Couple’s Asset Freeze Will Go Before Justices

     WASHINGTON (CN) – The U.S. Supreme Court on Monday agreed to consider asset freezes that prevent criminal defendants from retaining the counsel of their choice.
     While working as a sales representative for Ethicon Endo-Surgery in January 2005, Kerri Kaley learned that she was the target of a grand jury investigation in the Southern District of Florida.
     Investigators suspected Kaley was stealing prescription medical devices from hospitals and then selling them on the black market, and her husband, Brian Kaley, was also under investigation.
     Both retained separate counsel, who informed the Kaleys that their legal fees to take the case through trial would be approximately $500,000.
     The Kaleys mortgaged their home to fund this defense and put the $500,000 credit certificate of deposit.
     In a 2007 indictment for conspiracy and other charges, prosecutors also sought criminal forfeiture of all property traceable to their alleged offenses, naming the CD as one such asset.
     A federal judge in Florida quickly restrained the Kaleys from transferring or otherwise disposing of the property targeted for forfeiture, and upheld that order against the couples claims that it prevented them from retaining counsel.
     The prosecutor later filed a secret, sealed affidavit supporting probable cause for the CD forfeiture, and the court refused the Kaleys’ request for a pretrial, post-restraint evidentiary hearing.
     After the 11th Circuit reversed in 2009, the trial court concluded that the Kaleys did in fact deserve a hearing, but it limited such proceedings as to the whether the assets in question were traceable to the conduct charged in the indictment.
::::::
REQUIRED ACTIONS:
1. In the article about the Supreme Court asset-freeze case, what company employed Kerri Kaley as a sales representative?
2. Check each statement against the Supreme Court asset-freeze article and answer yes or no, quoting the words from the article that settle it: (a) The Kaleys' lawyers put the cost of taking the case through trial at about $500,000. (b) The Kaleys were indicted in 2005. (c) The prosecutor's affidavit supporting probable cause for the CD forfeiture was filed openly.
3. Continue the article about the Supreme Court asset-freeze case from its last sentence.

PROVIDED DATA:
::::::
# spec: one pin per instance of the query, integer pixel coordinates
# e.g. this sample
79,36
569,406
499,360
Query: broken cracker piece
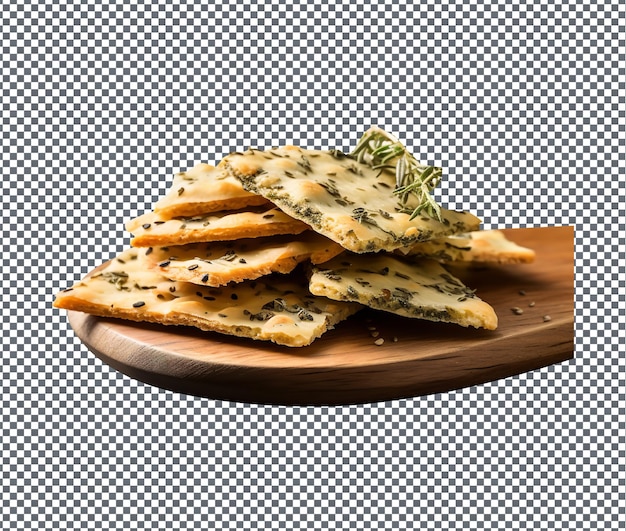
::::::
ANSWERS FOR THIS EXERCISE:
1. Ethicon Endo-Surgery

2.
(a) Yes: "their legal fees to take the case through trial would be approximately $500,000"
(b) No: "In a 2007 indictment"
(c) No: "a secret, sealed affidavit"

3.
     When the Kaleys failed to present evidence regarding traceability at the hearing, the court declined to set aside the protective order.
     On the couple’s next appeal, they said the hearing should also have considered the validity of the underlying indictment. In April 2012, the 11th Circuit shot them down.
     The Kaleys qualified for a pretrial, post-restraint hearing since the government’s strong interest in restraining the property was “outweighed by the significant prejudice the Kaleys would suffer without a hearing: the potentially wrongful deprivation of the resources needed to retain their counsel of choice.”
     There is no basis, however, for this hearing to involve a challenge against the evidentiary support for the underlying charges, the court found.
     “As we see it, the defendants are not entitled to try the entire case twice, once before trial and the again before a judge and jury,” the ruling states.
     Judge James Edmondson said he concurred only in the result and did so “with deep doubts,” noting that his sister circuits are split over the issue.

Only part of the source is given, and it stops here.